Task details
Nothing may be added, dropped, or altered; restate the listing word for word.

Input
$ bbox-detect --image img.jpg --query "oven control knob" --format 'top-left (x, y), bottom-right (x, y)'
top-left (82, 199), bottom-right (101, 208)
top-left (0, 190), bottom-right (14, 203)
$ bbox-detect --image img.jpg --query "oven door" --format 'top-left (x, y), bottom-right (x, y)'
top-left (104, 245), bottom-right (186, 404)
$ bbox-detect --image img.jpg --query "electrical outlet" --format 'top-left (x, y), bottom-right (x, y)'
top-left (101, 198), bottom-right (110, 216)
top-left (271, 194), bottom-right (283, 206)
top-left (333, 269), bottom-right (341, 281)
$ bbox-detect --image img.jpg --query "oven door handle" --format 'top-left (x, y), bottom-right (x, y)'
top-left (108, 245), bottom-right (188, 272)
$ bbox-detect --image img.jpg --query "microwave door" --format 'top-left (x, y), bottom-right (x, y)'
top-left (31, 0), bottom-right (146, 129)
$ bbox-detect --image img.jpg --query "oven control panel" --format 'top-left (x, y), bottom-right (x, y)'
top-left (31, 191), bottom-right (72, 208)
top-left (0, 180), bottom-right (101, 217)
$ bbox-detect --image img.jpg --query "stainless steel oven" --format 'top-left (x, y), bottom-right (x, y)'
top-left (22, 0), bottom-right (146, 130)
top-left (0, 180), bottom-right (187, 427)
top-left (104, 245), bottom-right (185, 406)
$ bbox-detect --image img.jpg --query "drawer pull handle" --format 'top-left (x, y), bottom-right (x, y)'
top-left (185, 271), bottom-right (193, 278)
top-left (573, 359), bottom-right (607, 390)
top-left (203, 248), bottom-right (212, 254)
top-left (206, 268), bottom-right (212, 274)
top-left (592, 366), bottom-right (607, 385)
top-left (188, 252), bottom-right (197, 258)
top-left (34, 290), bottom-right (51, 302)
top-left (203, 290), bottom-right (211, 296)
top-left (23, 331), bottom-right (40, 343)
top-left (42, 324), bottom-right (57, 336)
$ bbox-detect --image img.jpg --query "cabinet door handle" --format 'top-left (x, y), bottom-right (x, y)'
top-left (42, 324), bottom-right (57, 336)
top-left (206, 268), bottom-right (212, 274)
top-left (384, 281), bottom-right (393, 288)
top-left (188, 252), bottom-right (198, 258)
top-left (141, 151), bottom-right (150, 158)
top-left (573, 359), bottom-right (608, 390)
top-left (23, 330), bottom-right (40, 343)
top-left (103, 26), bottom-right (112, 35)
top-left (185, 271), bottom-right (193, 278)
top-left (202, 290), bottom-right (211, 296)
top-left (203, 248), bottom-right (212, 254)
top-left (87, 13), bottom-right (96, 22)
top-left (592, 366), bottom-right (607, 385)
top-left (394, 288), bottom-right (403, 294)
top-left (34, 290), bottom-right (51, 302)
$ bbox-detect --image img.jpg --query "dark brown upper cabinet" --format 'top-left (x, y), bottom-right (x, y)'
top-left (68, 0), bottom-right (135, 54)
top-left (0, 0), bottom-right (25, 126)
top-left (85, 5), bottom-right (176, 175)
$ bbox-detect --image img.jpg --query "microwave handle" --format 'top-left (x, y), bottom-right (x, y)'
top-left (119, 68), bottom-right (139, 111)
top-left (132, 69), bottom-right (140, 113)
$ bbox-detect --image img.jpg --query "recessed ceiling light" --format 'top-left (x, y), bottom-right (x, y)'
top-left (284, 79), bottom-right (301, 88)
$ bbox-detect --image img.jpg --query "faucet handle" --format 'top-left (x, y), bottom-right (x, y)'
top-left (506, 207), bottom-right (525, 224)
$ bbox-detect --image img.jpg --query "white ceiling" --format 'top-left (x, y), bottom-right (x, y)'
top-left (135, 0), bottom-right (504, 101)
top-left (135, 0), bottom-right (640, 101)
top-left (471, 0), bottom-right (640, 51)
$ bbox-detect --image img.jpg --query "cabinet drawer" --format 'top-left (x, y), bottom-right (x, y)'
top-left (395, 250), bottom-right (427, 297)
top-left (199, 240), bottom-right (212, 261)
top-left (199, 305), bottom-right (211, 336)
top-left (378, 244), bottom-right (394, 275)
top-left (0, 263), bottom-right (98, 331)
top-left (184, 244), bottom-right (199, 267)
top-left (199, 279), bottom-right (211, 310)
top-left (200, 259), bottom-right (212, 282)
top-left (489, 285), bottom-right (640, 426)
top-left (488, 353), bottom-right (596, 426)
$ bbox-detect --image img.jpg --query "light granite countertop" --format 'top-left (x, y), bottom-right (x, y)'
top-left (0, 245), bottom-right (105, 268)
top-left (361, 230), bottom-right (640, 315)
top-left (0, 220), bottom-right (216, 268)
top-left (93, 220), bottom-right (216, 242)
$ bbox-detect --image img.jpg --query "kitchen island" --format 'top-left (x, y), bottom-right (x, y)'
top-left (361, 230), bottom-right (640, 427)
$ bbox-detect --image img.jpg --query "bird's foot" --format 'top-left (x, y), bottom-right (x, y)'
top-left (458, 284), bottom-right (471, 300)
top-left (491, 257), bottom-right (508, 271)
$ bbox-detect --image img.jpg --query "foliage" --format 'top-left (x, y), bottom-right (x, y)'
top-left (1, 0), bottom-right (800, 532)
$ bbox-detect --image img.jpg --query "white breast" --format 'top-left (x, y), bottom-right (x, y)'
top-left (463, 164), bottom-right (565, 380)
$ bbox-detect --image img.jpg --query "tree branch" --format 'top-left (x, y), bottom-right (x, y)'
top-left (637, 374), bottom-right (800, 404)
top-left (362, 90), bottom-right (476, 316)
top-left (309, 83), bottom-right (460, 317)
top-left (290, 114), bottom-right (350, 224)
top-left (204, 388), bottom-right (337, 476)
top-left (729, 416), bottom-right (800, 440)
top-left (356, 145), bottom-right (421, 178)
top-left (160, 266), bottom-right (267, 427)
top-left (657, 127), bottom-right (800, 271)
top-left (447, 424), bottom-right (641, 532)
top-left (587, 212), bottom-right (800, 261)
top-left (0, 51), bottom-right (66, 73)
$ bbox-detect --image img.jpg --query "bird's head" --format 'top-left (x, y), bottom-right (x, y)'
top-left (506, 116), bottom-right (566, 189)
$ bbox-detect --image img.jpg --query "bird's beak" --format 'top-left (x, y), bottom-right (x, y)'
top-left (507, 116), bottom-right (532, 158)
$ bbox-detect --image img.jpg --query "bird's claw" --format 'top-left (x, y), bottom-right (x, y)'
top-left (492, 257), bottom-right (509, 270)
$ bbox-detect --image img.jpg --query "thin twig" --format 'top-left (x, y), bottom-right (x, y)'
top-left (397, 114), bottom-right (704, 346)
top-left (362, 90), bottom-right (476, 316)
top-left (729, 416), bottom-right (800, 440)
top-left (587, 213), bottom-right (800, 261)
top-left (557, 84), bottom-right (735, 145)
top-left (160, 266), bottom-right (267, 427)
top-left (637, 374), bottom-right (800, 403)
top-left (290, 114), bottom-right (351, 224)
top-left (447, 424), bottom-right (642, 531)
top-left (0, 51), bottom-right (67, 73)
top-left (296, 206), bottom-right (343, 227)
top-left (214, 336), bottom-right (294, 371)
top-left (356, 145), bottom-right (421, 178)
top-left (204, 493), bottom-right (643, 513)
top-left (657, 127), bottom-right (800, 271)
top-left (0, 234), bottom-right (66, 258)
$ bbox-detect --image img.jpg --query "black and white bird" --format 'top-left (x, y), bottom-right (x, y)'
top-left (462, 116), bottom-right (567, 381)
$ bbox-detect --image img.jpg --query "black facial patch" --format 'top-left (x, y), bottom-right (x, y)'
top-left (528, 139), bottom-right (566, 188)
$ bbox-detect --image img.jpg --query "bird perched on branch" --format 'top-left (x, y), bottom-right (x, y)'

Task solution
$ bbox-detect --image img.jpg --query "oven control knob" --format 'top-left (x, y), bottom-right (x, y)'
top-left (82, 199), bottom-right (101, 208)
top-left (0, 190), bottom-right (14, 203)
$ bbox-detect --image img.jpg --query "oven door" --format 'top-left (x, y), bottom-right (x, y)'
top-left (104, 245), bottom-right (186, 404)
$ bbox-detect --image img.jpg --query "electrical outlet" --format 'top-left (x, y), bottom-right (x, y)'
top-left (101, 198), bottom-right (110, 216)
top-left (271, 194), bottom-right (283, 206)
top-left (333, 269), bottom-right (341, 281)
$ bbox-detect --image img.jpg --query "oven door handle" --format 'top-left (x, y), bottom-right (x, y)'
top-left (108, 245), bottom-right (188, 272)
$ bbox-detect --image img.jpg --query "microwave door" --format 'top-left (x, y), bottom-right (x, y)'
top-left (31, 0), bottom-right (146, 129)
$ bbox-detect --image img.jpg --query "oven control panel" --format 'top-left (x, y), bottom-right (x, y)'
top-left (31, 191), bottom-right (72, 208)
top-left (0, 180), bottom-right (101, 217)
$ bbox-detect --image img.jpg --query "stainless steel oven" --format 'top-left (x, y), bottom-right (x, y)'
top-left (22, 0), bottom-right (146, 130)
top-left (0, 180), bottom-right (187, 427)
top-left (104, 245), bottom-right (185, 406)
$ bbox-detect --image img.jpg --query "drawer pull handle" --format 'top-left (x, y), bottom-right (x, y)'
top-left (185, 271), bottom-right (193, 278)
top-left (573, 359), bottom-right (607, 390)
top-left (203, 248), bottom-right (212, 254)
top-left (206, 268), bottom-right (212, 274)
top-left (592, 366), bottom-right (607, 385)
top-left (188, 252), bottom-right (197, 258)
top-left (34, 290), bottom-right (51, 302)
top-left (203, 290), bottom-right (211, 296)
top-left (23, 331), bottom-right (40, 343)
top-left (42, 324), bottom-right (57, 336)
$ bbox-detect --image img.jpg --query "cabinet door handle" --format 'top-left (x, y), bottom-right (x, y)'
top-left (42, 324), bottom-right (57, 336)
top-left (206, 268), bottom-right (212, 274)
top-left (384, 281), bottom-right (393, 288)
top-left (188, 252), bottom-right (198, 258)
top-left (141, 151), bottom-right (150, 158)
top-left (573, 359), bottom-right (608, 390)
top-left (23, 330), bottom-right (40, 343)
top-left (103, 26), bottom-right (112, 35)
top-left (185, 271), bottom-right (193, 278)
top-left (202, 290), bottom-right (211, 296)
top-left (203, 248), bottom-right (212, 254)
top-left (87, 13), bottom-right (96, 22)
top-left (592, 366), bottom-right (607, 385)
top-left (394, 288), bottom-right (403, 294)
top-left (34, 290), bottom-right (51, 302)
$ bbox-detect --image img.jpg --query "dark brown upper cabinet" --format 'top-left (x, y), bottom-right (x, y)'
top-left (68, 0), bottom-right (135, 54)
top-left (0, 0), bottom-right (25, 126)
top-left (85, 5), bottom-right (176, 175)
$ bbox-detect --image img.jpg --query "microwave handle" --format 'top-left (x, y), bottom-right (x, y)'
top-left (119, 68), bottom-right (139, 111)
top-left (132, 69), bottom-right (140, 113)
$ bbox-detect --image img.jpg --query "recessed ceiling light" --format 'top-left (x, y), bottom-right (x, y)'
top-left (284, 79), bottom-right (301, 88)
$ bbox-detect --image img.jpg --query "faucet handle" --format 'top-left (x, y), bottom-right (x, y)'
top-left (506, 207), bottom-right (525, 224)
$ bbox-detect --image img.jpg --query "white ceiling" --format 'top-left (x, y), bottom-right (x, y)'
top-left (135, 0), bottom-right (504, 101)
top-left (135, 0), bottom-right (640, 101)
top-left (471, 0), bottom-right (640, 51)
$ bbox-detect --image img.jpg --query "cabinet drawer" --format 'top-left (x, y), bottom-right (x, y)'
top-left (395, 250), bottom-right (427, 297)
top-left (199, 240), bottom-right (212, 261)
top-left (199, 305), bottom-right (211, 336)
top-left (378, 244), bottom-right (394, 275)
top-left (0, 263), bottom-right (98, 331)
top-left (184, 244), bottom-right (199, 267)
top-left (199, 279), bottom-right (211, 310)
top-left (200, 259), bottom-right (212, 282)
top-left (489, 285), bottom-right (640, 426)
top-left (488, 353), bottom-right (596, 426)
$ bbox-detect --image img.jpg --query "light granite countertop" --format 'top-left (x, y), bottom-right (x, y)'
top-left (0, 245), bottom-right (105, 268)
top-left (361, 230), bottom-right (640, 315)
top-left (0, 220), bottom-right (216, 268)
top-left (93, 220), bottom-right (216, 242)
$ bbox-detect --image img.jpg --query "kitchen island" --format 'top-left (x, y), bottom-right (x, y)'
top-left (361, 230), bottom-right (640, 427)
$ bbox-detect --image img.jpg --query "bird's foot" --format 'top-left (x, y), bottom-right (x, y)'
top-left (458, 284), bottom-right (471, 300)
top-left (491, 257), bottom-right (508, 271)
$ bbox-detect --image img.jpg --query "foliage" --format 'top-left (x, y), bottom-right (x, y)'
top-left (1, 0), bottom-right (800, 532)
$ bbox-detect --image img.jpg --query "white breast" --format 'top-left (x, y), bottom-right (x, y)'
top-left (463, 164), bottom-right (565, 380)
$ bbox-detect --image img.jpg --query "tree branch" --format 'top-left (x, y), bottom-right (x, y)'
top-left (637, 374), bottom-right (800, 404)
top-left (362, 90), bottom-right (476, 316)
top-left (309, 83), bottom-right (460, 317)
top-left (290, 114), bottom-right (350, 224)
top-left (204, 388), bottom-right (337, 476)
top-left (729, 416), bottom-right (800, 440)
top-left (356, 145), bottom-right (421, 178)
top-left (160, 266), bottom-right (267, 427)
top-left (657, 127), bottom-right (800, 271)
top-left (447, 424), bottom-right (641, 532)
top-left (587, 212), bottom-right (800, 261)
top-left (0, 51), bottom-right (66, 73)
$ bbox-detect --image img.jpg --query "bird's head" --format 'top-left (x, y), bottom-right (x, y)'
top-left (506, 116), bottom-right (566, 189)
$ bbox-detect --image img.jpg --query "bird's beak" --format 'top-left (x, y), bottom-right (x, y)'
top-left (507, 116), bottom-right (532, 158)
$ bbox-detect --image img.jpg --query "bird's claw" --format 'top-left (x, y), bottom-right (x, y)'
top-left (492, 257), bottom-right (509, 270)
$ bbox-detect --image img.jpg --query "thin twig" --format 'top-left (x, y), bottom-right (x, y)'
top-left (397, 114), bottom-right (704, 346)
top-left (362, 90), bottom-right (476, 316)
top-left (729, 416), bottom-right (800, 440)
top-left (587, 213), bottom-right (800, 261)
top-left (557, 84), bottom-right (735, 145)
top-left (160, 266), bottom-right (267, 427)
top-left (637, 374), bottom-right (800, 403)
top-left (290, 114), bottom-right (351, 224)
top-left (447, 424), bottom-right (642, 531)
top-left (0, 51), bottom-right (67, 73)
top-left (296, 206), bottom-right (343, 227)
top-left (214, 336), bottom-right (294, 371)
top-left (356, 145), bottom-right (421, 178)
top-left (204, 493), bottom-right (643, 513)
top-left (657, 127), bottom-right (800, 271)
top-left (0, 234), bottom-right (66, 258)
$ bbox-detect --image img.jpg --query "black and white bird" --format 'top-left (x, y), bottom-right (x, y)'
top-left (462, 116), bottom-right (567, 381)
$ bbox-detect --image img.jpg --query "black facial patch" --format 'top-left (x, y), bottom-right (x, y)'
top-left (528, 139), bottom-right (566, 188)
$ bbox-detect --image img.jpg --query "bird perched on branch" --format 'top-left (x, y), bottom-right (x, y)'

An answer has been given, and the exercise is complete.